___ Material provided

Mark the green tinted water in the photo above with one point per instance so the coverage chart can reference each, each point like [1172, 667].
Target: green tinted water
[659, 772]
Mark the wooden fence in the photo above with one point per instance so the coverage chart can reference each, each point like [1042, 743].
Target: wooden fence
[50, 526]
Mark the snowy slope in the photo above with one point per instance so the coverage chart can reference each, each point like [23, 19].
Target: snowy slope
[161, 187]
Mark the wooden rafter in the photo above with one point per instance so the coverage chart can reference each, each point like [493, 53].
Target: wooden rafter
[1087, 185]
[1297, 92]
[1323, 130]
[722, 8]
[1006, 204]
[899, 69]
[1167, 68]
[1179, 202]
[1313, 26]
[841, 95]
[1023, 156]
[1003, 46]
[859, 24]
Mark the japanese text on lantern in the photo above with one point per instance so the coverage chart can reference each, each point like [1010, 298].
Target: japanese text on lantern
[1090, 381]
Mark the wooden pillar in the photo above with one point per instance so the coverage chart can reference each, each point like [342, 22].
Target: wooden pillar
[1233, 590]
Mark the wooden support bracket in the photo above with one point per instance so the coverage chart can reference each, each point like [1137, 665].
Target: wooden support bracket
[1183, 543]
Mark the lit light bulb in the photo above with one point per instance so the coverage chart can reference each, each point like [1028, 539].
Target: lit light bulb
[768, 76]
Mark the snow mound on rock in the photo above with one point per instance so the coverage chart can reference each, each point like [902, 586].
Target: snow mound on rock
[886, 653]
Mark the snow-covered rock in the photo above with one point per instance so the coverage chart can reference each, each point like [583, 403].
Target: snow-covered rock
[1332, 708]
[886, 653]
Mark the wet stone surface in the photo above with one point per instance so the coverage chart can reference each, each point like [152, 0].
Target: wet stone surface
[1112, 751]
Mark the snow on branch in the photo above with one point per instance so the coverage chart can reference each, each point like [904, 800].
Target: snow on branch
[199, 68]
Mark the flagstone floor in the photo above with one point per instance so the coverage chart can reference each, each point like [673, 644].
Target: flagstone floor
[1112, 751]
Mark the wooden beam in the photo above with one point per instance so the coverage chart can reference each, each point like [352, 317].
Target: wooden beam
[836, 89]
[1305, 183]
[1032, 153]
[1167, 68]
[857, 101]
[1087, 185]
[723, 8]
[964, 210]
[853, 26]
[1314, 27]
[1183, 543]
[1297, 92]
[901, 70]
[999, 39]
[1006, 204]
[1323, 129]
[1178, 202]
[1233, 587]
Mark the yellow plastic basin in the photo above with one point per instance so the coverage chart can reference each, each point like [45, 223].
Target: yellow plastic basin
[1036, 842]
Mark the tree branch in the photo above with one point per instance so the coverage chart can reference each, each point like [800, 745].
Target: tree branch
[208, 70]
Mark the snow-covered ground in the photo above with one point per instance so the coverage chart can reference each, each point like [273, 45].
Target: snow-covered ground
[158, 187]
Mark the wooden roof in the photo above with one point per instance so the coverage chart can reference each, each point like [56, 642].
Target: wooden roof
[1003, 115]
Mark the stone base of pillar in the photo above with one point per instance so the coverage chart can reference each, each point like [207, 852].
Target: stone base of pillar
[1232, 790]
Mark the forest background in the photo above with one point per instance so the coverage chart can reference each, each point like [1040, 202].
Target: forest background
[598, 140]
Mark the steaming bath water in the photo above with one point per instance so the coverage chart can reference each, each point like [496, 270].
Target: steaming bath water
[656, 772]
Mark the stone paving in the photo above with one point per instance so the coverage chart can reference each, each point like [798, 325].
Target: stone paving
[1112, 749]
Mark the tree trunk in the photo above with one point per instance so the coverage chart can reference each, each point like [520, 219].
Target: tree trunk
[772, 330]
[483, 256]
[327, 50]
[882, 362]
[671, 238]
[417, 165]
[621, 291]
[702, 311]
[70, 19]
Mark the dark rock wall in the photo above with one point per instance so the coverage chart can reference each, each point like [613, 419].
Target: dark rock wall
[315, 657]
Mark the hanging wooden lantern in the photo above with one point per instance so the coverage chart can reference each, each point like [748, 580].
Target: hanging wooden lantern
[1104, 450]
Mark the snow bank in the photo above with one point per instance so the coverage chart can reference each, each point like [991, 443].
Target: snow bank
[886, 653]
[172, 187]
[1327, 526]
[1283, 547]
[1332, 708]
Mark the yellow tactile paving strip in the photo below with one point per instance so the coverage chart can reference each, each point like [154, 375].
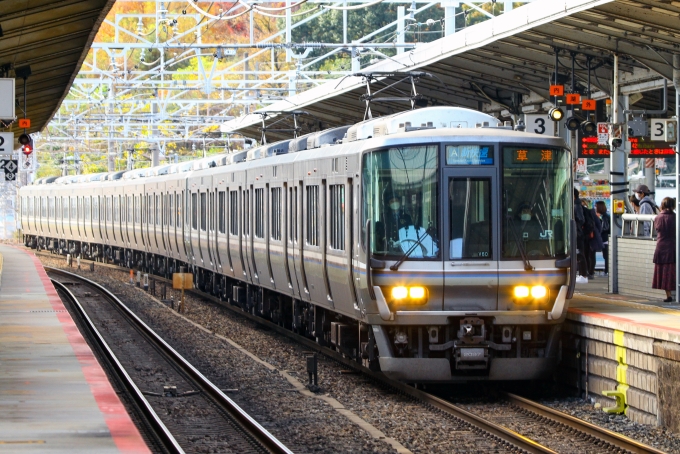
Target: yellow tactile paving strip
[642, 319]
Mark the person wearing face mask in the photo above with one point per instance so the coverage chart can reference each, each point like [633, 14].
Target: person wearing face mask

______

Except for the pictures, copy every line of the records above exactly.

● **Solution to the problem**
Mark the green tinted water in the photo above with one point per instance so the coverage chart can reference each, each point like [1172, 667].
Target: green tinted water
[659, 772]
Mark the wooden fence in the photo above with one point per instance so the coverage chart can reference each, each point like [1042, 743].
Target: wooden fence
[50, 526]
Mark the snowy slope in the photo above with one point per instance so the coverage chart can reference each, each point like [23, 19].
Target: snowy slope
[161, 187]
Mark the wooden rafter in the photo above with one point per instance so the coverage chart can reference each, each point like [493, 53].
Target: wooden rafter
[1087, 185]
[1297, 92]
[1323, 130]
[722, 8]
[1006, 204]
[899, 69]
[1167, 68]
[1179, 202]
[1313, 26]
[841, 95]
[1023, 156]
[1003, 46]
[859, 24]
Mark the japanese text on lantern in the photo above with one point per instance so the coverage chart can reference each, each point like [1010, 298].
Target: japanese text on lantern
[1090, 381]
Mark the wooden pillar in the photo above with one point per instance so the coverage chart can reference each, each point like [342, 22].
Target: wooden pillar
[1233, 590]
Mark the wooden support bracket in the photo above with one point per instance so the coverage chart can reference each, each point like [1137, 665].
Target: wooden support bracket
[1183, 543]
Mark the lit light bulb in the photo above with one point per instance so the coverage chart can reference each, each point like [1028, 539].
Target: lit light bulb
[768, 76]
Mark the snow mound on rock in the photo above with one point per instance so the coverage chart can reference each, each point like [902, 586].
Target: snow mound on rock
[886, 653]
Mark the snow-covered rock in the photo above with one point per instance so the coverage chart can reference each, each point like [583, 403].
Target: snow-covered rock
[1332, 708]
[886, 653]
Mark the wet stone surface in the photo above with one point per instance so the coverage chart can reference each, each point like [152, 0].
Target: wet stone surface
[1112, 751]
Mark the snow on branch in the photo above with one point per instance so the coverage chart can reference each, each point like [904, 800].
Target: snow on branch
[199, 68]
Mark the flagstone floor in the photo above with one point per instance so the coverage chart can reference each, each point like [673, 644].
Target: flagstone floor
[1112, 751]
Mark the wooden beam in the photo above with one point per instance so the coverage chart can reference each, each point like [352, 317].
Target: wooden beam
[836, 89]
[1305, 183]
[1032, 153]
[1167, 68]
[857, 101]
[1087, 185]
[723, 8]
[964, 210]
[853, 26]
[1314, 27]
[1183, 543]
[1297, 92]
[901, 70]
[999, 39]
[1006, 204]
[1323, 129]
[1178, 202]
[1233, 587]
Mark the yellow plastic basin in the photo above with one point per instance so the coverage chart can reference each, each point like [45, 223].
Target: yellow plastic basin
[1036, 842]
Mark the tree branch in the photo above with one point per instance so the coverage chart can reference each, each point like [800, 745].
Target: tree branch
[208, 70]
Mark the snow-covered ground in the photo above with one point per instance so the coverage chart can reference each, each point like [273, 45].
Target: snow-covered ground
[158, 187]
Mark the wooden roof in the photo above with one point per instance so the coverage chart can reference each, each point like [56, 642].
Target: wooden roof
[1003, 115]
Mark the stone base of pillar in the photo above with one point per instance so the coverage chart can reference each, each point like [207, 852].
Target: stone base of pillar
[1232, 790]
Mark the forest background in the photo above with one point per instance so the coverage chart can reference each, each point like [1040, 202].
Target: forest background
[598, 140]
Mark the steaming bath water in the photo above with one point per instance so the coverage chart can reference each, each point like [496, 270].
Target: steaming bath water
[656, 772]
Mark the stone paving in the photo above with one point per instance so the coverage chart can reference each, each point like [798, 325].
Target: stone paving
[1112, 749]
Mark the tree trunk in the photo above with one point per instance so the coverage chart can reference each, each point like [520, 219].
Target: tree trunk
[772, 330]
[483, 256]
[327, 50]
[882, 362]
[671, 238]
[417, 165]
[621, 291]
[702, 311]
[70, 19]
Mark the dark rock wall in the photo above with one point per instance so the coverage chart can reference each, each point like [613, 419].
Target: dark rock wall
[315, 657]
Mark the hanging wooden lantern in the photo above with one point per instance so the coverage chart can reference each, each point like [748, 580].
Target: hanging wooden lantern
[1104, 450]
Mark the snow bank in the photo above with one point per instance so the coverage chart can reference each, each point like [991, 443].
Target: snow bank
[886, 653]
[172, 187]
[1327, 526]
[1283, 547]
[1332, 708]
Mark the yellow tactile paving strip in the photo below with one point per instance so the coverage chart can reference each, each point like [154, 375].
Target: yellow tactile paving strip
[642, 319]
Mark the person wearing face mask in the photo above with one point per instance so the coverage chart can reference each, each point like [633, 14].
Target: person wearing face mask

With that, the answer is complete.